**REQUIRED WORK:** Reproduce every line of the material below without changing anything, but leave any pictures out of your answer.

-------- RECORDS PROVIDED --------

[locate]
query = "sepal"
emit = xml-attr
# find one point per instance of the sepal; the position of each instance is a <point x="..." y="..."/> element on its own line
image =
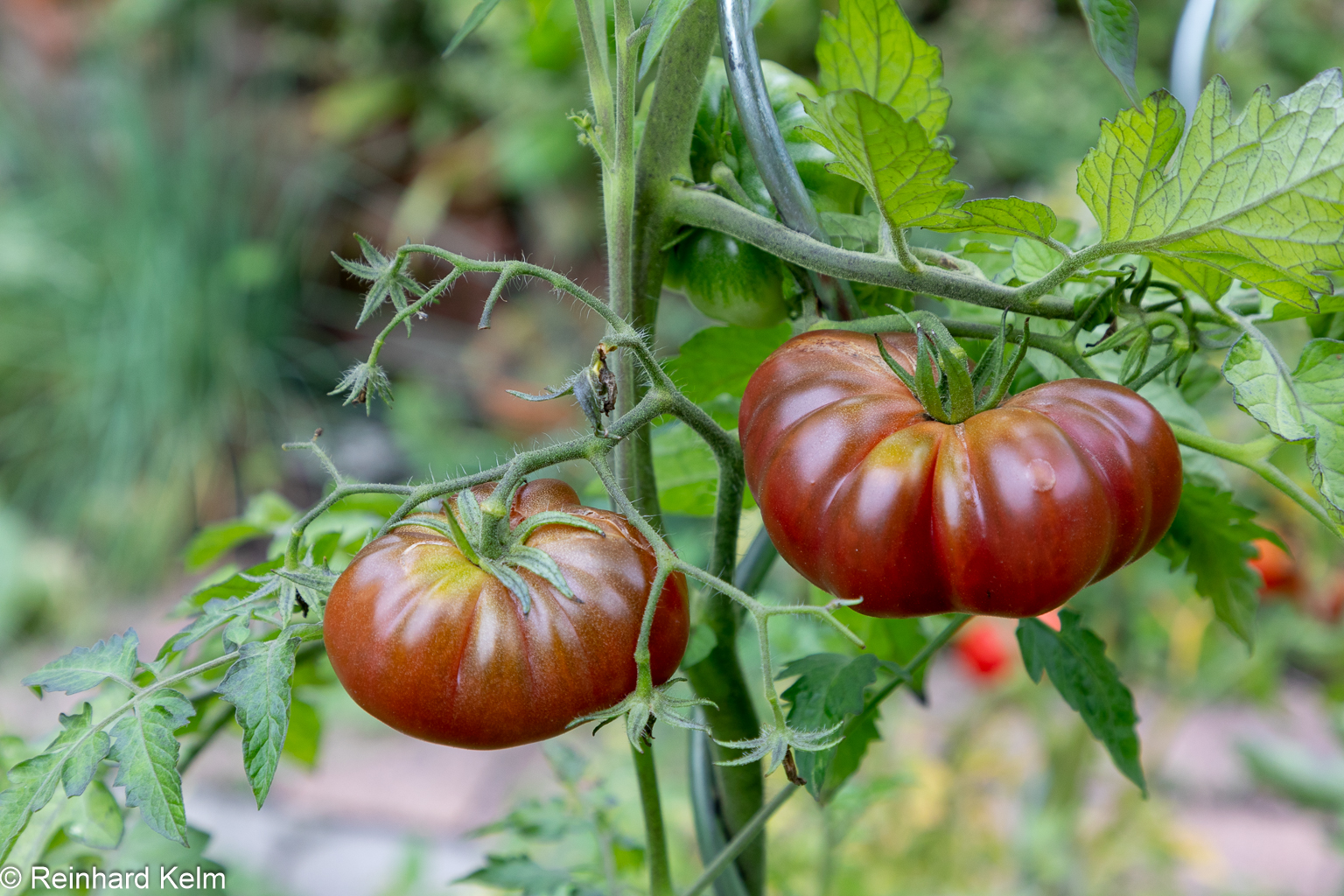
<point x="774" y="742"/>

--------

**COMPLETED TASK:**
[locate]
query = "sepal"
emit = xml-attr
# find one point per instance of the sepal; the position of each instance is a <point x="..." y="..."/> element on its own line
image =
<point x="774" y="742"/>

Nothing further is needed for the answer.